1. Firstly, send a request to the server with the BID field set to zero in the header. 2. The server will reply with the largest BID value in the table, incremented by one. This value is used as the upper bound to the number of bots currently registered in the database. 3. Send a server request with a spoofed BID field for each BID between one and the upper bound (obtained in step 2) decremented by one. 4. For each server response, compare the BID contained in the response header to the one in the request

header. If they are equal, increment the bot count by one; otherwise, the BID does not exist in the table. The value obtained in step 2 is used as the upper bound, since some BID records less than that value is not guaranteed to exist because an experienced botmaster will remove records of bots that are performing badly to increase the effectiveness of his spam campaign. This is why steps 3 and 4 are executed to account for the missing BID records.

5.4

Reporting fake spamming reports

This attack exploits the generic C&C operation of receiving spamming reports from bots. After identifying the bot records that exist in the database (from the auxiliary enumeration attack), we can manipulate the spamming statistics of an arbitrary bot that is currently registered in the database by spoofing its BID and sending bot bulk info and bulk info data containing false spamming reports. As explained in section 3.3, the bulk info structure has a status field, which can be set to any email delivery status, e.g., BLACKLISTED (status code: 5), which will cause the bot appear to be blacklisted by the domain of the target email address, for example, gmail.com. By making the bots appear to be performing worse than they are, botmasters may be deceived into abandoning those bots in attempt to increase the effectiveness of the botnet. Also, we have observed that whenever a Cutwail bot establishes a TCP connection with the control server, the IP address, and the ”last seen” field in the bot database is updated for the specified BID record. This means that by impersonating a currently registered bot, we can overwrite its IP address with the IP address of the clone, and the ”last seen” field with the current time. Assuming that the real bot is not going to connect back anytime soon, we can deceive the botmaster by making old or inactive bots appear to be active. Additionally, the IP address of the clone can be spoofed to the one that is known to be in the blacklist (e.g., DNSBL), thus it is possible to blacklist all the bots that are currently registered in the database by overwriting their IP addresses. This could cripple the spamming operation of the botnet as the C&C server avoids distributing work to blacklisted bots.

6

Evaluation

This section presents the feasibility and effectiveness of each of the attacks described in the previous section.

6.1

Experimental setup

We have been careful to design experiments that we believe are ethical. The attacks were tested in a controlled environment with our Cutwail C&C server and clone bots running on VMware virtual machines with the host-only network configuration. However, by simulating the communication between the control server and bots over a virtual network adapter, we may have simulated the communication channel with a higher bandwidth compared with that of the Internet.

6.2

Exhausing the base list

During the attack, a clone bot queried the C&C server for some bases used for the bulk operation. As previously explained, the bases that are distributed to the bots are removed from the base list containing a finite number of bases. As a result, the base list maintained by the C&C server quickly became empty, and the server stopped sending spam templates and bases to all the bots in the botnet thereafter. By exhausting the base list, the attack will essentially prevent real Cutwail bots from receiving information required to perform their spamming operation. By default, Cutwail distributes 1000 target email addresses to each bot, which means that 1000 clone bots would deplete a list of 1 million email addresses. The attack will therefore, reduce the number of spam emails that are sent to the bases distributed to the clone bots, and thus, reducing the effectiveness of the spam campaign. This attack can also be conducted in conjunction with the DDoS attack to use multiple clones to speed up the process of exhausting the list of bases.

* [SHORT TASK 1] In the text on attacks against the Cutwail botnet, how many target email addresses does Cutwail distribute to each bot by default?
* [SHORT TASK 2] Retype part of the text on Cutwail botnet attacks, beginning at the words "This section presents" and stopping after "of the Internet.".
* [SHORT TASK 3] Write what comes next in the text on Cutwail botnet attacks, picking up after its final sentence.

* [EXTRACTED RECORDS]
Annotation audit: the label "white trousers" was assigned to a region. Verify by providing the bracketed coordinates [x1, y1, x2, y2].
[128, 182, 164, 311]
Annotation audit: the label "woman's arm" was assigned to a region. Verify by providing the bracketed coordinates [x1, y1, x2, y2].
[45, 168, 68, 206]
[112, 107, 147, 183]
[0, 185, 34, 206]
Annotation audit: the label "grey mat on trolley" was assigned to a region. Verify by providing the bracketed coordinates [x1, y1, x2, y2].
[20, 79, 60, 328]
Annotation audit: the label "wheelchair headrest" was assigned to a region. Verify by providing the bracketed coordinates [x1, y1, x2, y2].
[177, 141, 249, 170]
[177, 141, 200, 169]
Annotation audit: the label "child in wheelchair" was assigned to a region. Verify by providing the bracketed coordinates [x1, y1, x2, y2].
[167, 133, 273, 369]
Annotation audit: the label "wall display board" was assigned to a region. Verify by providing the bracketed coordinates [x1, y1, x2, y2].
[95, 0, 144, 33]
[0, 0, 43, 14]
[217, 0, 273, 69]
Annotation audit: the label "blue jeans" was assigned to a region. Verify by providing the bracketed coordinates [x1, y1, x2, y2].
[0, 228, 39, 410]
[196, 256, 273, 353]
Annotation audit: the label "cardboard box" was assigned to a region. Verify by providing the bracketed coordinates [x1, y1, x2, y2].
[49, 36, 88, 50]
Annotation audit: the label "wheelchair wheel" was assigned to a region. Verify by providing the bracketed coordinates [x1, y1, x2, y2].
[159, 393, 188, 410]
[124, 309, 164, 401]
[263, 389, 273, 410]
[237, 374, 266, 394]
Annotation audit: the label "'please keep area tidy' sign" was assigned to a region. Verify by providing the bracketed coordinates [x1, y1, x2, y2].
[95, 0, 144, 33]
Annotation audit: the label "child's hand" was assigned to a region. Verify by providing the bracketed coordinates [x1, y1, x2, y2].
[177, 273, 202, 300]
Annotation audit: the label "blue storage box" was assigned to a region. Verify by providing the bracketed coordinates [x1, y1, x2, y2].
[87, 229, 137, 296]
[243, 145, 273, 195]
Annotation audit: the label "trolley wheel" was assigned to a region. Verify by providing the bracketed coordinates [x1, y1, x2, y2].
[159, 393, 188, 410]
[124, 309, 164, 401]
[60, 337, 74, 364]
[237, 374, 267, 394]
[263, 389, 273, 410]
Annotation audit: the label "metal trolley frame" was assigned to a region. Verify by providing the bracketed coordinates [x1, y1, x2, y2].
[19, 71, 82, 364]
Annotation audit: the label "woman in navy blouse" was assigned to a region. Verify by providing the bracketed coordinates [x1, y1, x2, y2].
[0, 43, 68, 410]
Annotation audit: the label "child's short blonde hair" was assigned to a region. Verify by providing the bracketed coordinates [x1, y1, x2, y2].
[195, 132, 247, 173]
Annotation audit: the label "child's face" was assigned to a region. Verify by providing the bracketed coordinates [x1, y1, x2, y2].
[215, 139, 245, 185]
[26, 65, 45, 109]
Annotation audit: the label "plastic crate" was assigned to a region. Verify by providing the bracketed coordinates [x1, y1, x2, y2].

* [EXPECTED ANSWER 1] 1000

* [EXPECTED ANSWER 2]
This section presents the feasibility and effectiveness of each of the attacks described in the previous section.

6.1

Experimental setup

We have been careful to design experiments that we believe are ethical. The attacks were tested in a controlled environment with our Cutwail C&C server and clone bots running on VMware virtual machines with the host-only network configuration. However, by simulating the communication between the control server and bots over a virtual network adapter, we may have simulated the communication channel with a higher bandwidth compared with that of the Internet.

* [EXPECTED ANSWER 3]
6.3

Distributed denial of service attack

To test the effect of the DDoS attack, the C&C server is initialised with a bulk operation with a base list containing 2048 entries. The rate at which bots are registered (shown in Figure 4) and the server response time against the number of online bots (shown in Figure 5) are measured while

the server is attacked by 1000 bots or 19,456 bots controlled by the SSH botnet. During the course of the attack, each clone bot is instructed to overload the C&C server by continually sending server requests. In Figure 4a, we can see that the C&C server manages to register all 1000 clone bots in 40 seconds. In Figure 4b, since 19,456 Cutwail clones are running, the C&C server is expected to register around 19,456 bots. However, the number of bots that get successfully registered decreases dramatically once the server has registered above 2000 bots. The C&C server at this point is overloaded with communication from the clone bots that are already registered, such that it cannot process requests from new bots. Therefore, the DDoS attack essentially prevents any new real Cutwail bots from even registering with the C&C server. It is interesting that only 2000 bots are enough to completely overwhelm the C&C channel and make the botnet non operational - such a number is much smaller than the number of bots that C&C servers can deal with in the wild. The only difference is that the clone bots are instructed to flood the server with requests whereas real bots would only contact the server once they have accomplished their tasks. Notice that the y-axis in Figure 5 is using a logarithmic scale. During the DDoS attack, as we increased the number of online (clone) bots, the server response time increased exponentially. The maximum number of bots used to record the response time was around 2000 due to the server overload. This result shows that not only the DDoS attack prevents new bots from registering, but it also slows down the server response time exponentially to existing bots. Furthermore, the botnet is expected to perform worse than the results presented, since the communication channel on the Internet would have a narrower network bandwidth compared to that of the virtual network adapter used in the experiment.

6.4

Enumerating the number of bots

To simulate the situation where the Cutwail server has registered some bots and is waiting for their response, the bot table in the database is initialised with dummy records with 100 as the largest BID. The records for BIDs, 20 to 29 and 50 to 59, are removed from the table to simulate poor performing bots deleted by the the botmaster.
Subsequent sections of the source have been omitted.